### Tugas yang Diminta 1
Menurut teks tentang sistem perkawinan, apa tujuan dari Perkawinan Istibda?

### Kutipan Teks
◇ ◇ ◇ ◇ ◇

Kedua, Perkawinan Zawaq. Yaitu, sebuah sistem perkawinan coba-coba yang diterapkan oleh suku-suku baduwi. Sistem perkawinan semacam ini hampir mirip seperti Perkawinan Mut’ah, tetapi tidak terikat dengan suatu kontrak perjanjian. Caranya, sepasang suami istri melakukan perkawinan coba-coba, namun jika dalam perjalanan rumahtangga terdapat ketidakcocokan, keduanya bisa langsung menyatakan putus hubungan. Perkawinan semacam ini tidak dikenal dalam Syariat Islam. Artinya, Syariat Islam tidak membenarkan model perkawinan semacam ini.  

Ketiga, Perkawinan Istibda. Yaitu, sistem perkawinan yang dilakukan seperti “perdagangan” (prostitusi). Sepasang suami istri melangsungkan perkawinan. Akan tetapi, sang suami tidak langsung berhubungan badan dengan istrinya. Sang istri yang masih perawan justru dikirimkan kepada tokoh terhormat atau kepala suku supaya digauli sampai hamil. Baru setelah diketahui sang istri positif hamil, maka suaminya baru akan menggaulinya. Itu pun kalau suaminya masih berminat. Tujuan dari sistem perkawinan ini agar sepasang suami istri mendapat keturunan dari keluarga terhormat. Tradisi perkawinan semacam ini berlaku umum bagi suku-suku padang pasir yang nomaden. Setelah kedatangan Islam, sistem perkawinan semacam ini tidak diakui. Artinya, sistem perkawinan Istibda diharamkan.

◇ ◇ ◇ ◇ ◇

Catatan dataset
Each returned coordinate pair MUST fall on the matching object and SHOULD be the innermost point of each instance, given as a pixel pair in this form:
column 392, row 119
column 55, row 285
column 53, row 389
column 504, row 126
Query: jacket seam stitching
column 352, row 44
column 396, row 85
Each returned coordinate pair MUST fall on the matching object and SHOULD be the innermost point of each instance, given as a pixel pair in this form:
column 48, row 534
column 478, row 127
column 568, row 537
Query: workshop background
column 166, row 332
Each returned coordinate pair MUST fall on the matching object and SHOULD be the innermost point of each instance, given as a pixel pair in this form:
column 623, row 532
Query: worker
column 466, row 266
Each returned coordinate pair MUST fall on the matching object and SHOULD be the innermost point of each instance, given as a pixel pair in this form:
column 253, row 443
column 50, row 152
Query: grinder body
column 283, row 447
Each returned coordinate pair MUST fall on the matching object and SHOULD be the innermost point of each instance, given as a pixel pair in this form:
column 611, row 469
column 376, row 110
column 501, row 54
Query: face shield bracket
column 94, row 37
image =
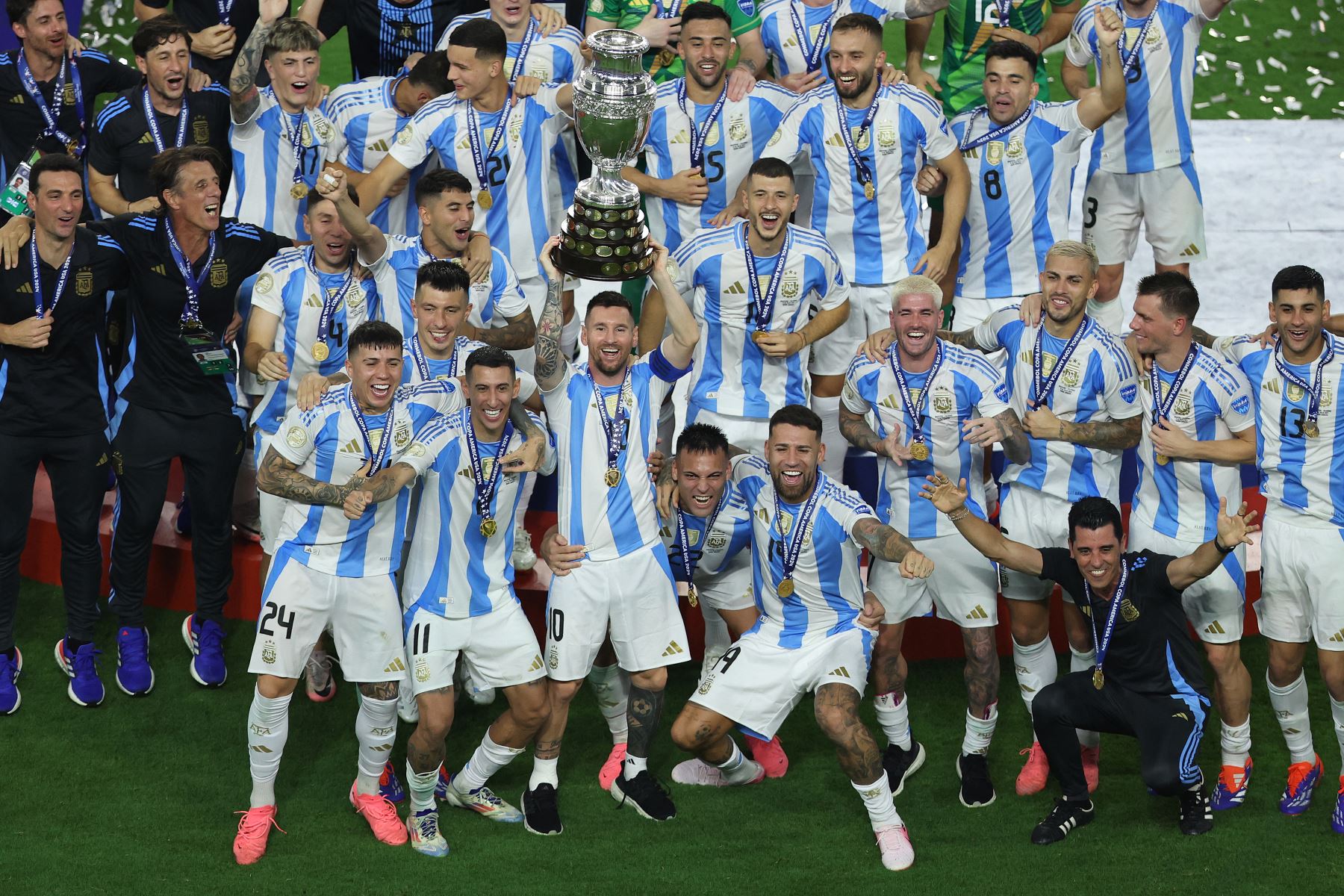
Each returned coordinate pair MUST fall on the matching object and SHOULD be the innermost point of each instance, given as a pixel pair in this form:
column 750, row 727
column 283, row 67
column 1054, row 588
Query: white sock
column 1236, row 743
column 376, row 727
column 268, row 729
column 980, row 731
column 894, row 718
column 421, row 785
column 1036, row 668
column 612, row 688
column 877, row 800
column 544, row 771
column 1082, row 662
column 828, row 408
column 487, row 759
column 1293, row 718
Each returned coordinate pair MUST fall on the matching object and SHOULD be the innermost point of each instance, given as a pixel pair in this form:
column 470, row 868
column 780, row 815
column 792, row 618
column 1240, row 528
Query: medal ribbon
column 915, row 414
column 1042, row 390
column 1313, row 390
column 1102, row 644
column 764, row 308
column 812, row 54
column 190, row 281
column 154, row 122
column 485, row 488
column 58, row 96
column 699, row 134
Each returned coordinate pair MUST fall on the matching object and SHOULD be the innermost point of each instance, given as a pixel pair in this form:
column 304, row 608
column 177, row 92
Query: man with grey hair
column 936, row 410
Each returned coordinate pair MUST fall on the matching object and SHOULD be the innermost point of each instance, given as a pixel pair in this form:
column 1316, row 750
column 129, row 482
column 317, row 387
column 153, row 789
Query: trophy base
column 604, row 242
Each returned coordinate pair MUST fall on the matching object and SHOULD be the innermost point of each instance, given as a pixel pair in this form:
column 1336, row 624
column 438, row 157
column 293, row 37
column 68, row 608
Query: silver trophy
column 605, row 235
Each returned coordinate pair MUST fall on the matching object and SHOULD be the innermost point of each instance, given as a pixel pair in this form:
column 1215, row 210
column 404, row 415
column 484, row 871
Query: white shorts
column 1167, row 202
column 964, row 585
column 633, row 597
column 1038, row 520
column 299, row 602
column 1300, row 583
column 757, row 682
column 750, row 433
column 1216, row 603
column 870, row 311
column 499, row 648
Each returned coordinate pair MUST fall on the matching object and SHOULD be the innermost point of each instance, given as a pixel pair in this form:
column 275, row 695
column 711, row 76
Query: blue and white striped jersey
column 788, row 50
column 880, row 240
column 732, row 375
column 293, row 292
column 1179, row 499
column 1019, row 198
column 1297, row 472
column 827, row 588
column 369, row 121
column 519, row 175
column 492, row 302
column 327, row 445
column 962, row 382
column 452, row 568
column 1152, row 131
column 612, row 521
column 264, row 149
column 732, row 144
column 1095, row 386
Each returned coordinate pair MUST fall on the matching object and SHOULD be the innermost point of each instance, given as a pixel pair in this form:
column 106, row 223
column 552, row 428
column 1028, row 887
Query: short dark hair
column 443, row 276
column 771, row 167
column 1095, row 514
column 1297, row 277
column 158, row 31
column 702, row 438
column 609, row 299
column 491, row 356
column 54, row 161
column 432, row 73
column 1012, row 50
column 482, row 35
column 859, row 22
column 373, row 335
column 167, row 166
column 438, row 181
column 796, row 415
column 1176, row 293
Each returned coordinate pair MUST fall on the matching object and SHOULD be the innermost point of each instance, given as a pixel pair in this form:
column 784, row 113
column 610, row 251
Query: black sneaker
column 542, row 810
column 647, row 794
column 1062, row 820
column 1196, row 812
column 900, row 763
column 976, row 788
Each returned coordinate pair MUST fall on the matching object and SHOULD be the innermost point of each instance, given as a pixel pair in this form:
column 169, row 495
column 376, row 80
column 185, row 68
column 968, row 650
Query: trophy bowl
column 605, row 235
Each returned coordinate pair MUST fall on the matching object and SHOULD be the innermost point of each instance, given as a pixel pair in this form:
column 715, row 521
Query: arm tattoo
column 281, row 477
column 882, row 541
column 1112, row 435
column 242, row 81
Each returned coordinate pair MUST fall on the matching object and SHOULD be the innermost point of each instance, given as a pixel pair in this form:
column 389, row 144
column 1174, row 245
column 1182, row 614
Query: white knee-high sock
column 1293, row 718
column 1036, row 668
column 376, row 729
column 268, row 729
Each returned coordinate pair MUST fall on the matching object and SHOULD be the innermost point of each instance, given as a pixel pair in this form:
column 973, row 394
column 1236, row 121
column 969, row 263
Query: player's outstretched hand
column 942, row 494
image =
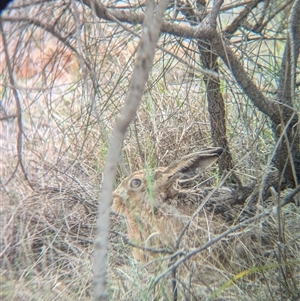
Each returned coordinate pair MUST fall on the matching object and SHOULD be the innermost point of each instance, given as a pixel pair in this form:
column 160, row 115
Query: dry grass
column 48, row 219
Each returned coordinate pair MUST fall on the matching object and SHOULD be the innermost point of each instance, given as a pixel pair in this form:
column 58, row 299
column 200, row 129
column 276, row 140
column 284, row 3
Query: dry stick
column 19, row 108
column 151, row 31
column 210, row 243
column 273, row 211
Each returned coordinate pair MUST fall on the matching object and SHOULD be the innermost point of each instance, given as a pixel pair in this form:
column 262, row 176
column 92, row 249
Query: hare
column 167, row 210
column 157, row 205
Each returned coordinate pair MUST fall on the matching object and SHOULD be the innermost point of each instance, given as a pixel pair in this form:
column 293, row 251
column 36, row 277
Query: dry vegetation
column 67, row 75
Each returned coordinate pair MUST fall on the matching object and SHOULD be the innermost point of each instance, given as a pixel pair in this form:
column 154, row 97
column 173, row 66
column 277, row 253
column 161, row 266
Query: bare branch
column 18, row 104
column 136, row 88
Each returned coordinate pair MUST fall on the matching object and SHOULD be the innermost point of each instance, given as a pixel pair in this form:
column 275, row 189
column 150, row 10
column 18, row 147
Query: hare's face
column 130, row 193
column 145, row 197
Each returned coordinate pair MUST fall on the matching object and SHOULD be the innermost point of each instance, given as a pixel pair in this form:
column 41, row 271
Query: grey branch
column 151, row 31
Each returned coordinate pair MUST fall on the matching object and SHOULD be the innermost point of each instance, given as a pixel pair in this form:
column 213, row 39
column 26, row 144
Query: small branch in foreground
column 152, row 26
column 18, row 105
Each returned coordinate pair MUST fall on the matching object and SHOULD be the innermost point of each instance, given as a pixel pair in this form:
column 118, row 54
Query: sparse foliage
column 224, row 74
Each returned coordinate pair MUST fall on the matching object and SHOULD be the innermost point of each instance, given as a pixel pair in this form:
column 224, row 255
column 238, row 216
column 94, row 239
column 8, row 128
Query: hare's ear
column 193, row 164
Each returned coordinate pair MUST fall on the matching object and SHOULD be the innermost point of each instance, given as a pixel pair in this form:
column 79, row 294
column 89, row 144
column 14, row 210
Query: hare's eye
column 135, row 183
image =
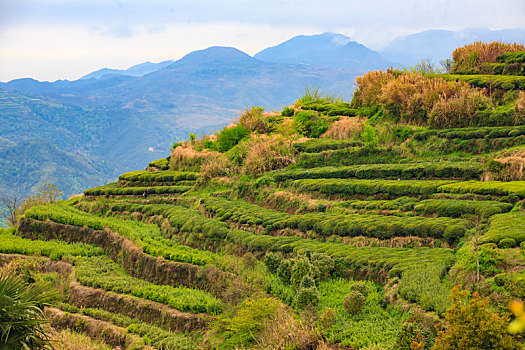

◇ ◇ ◇ ◇ ◇

### Tugas yang Diminta 2
Tuliskan kembali catatan mulai dari awal catatan sampai baris yang memuat "column 396, row 85", dengan mengganti "innermost point" menjadi "central point" dan membiarkan bagian lain tetap sama.

### Penyelesaian Tugas 1
Agar sepasang suami istri mendapat keturunan dari keluarga terhormat.

### Penyelesaian Tugas 2
Each returned coordinate pair MUST fall on the matching object and SHOULD be the central point of each instance, given as a pixel pair in this form:
column 392, row 119
column 55, row 285
column 53, row 389
column 504, row 126
Query: jacket seam stitching
column 352, row 44
column 396, row 85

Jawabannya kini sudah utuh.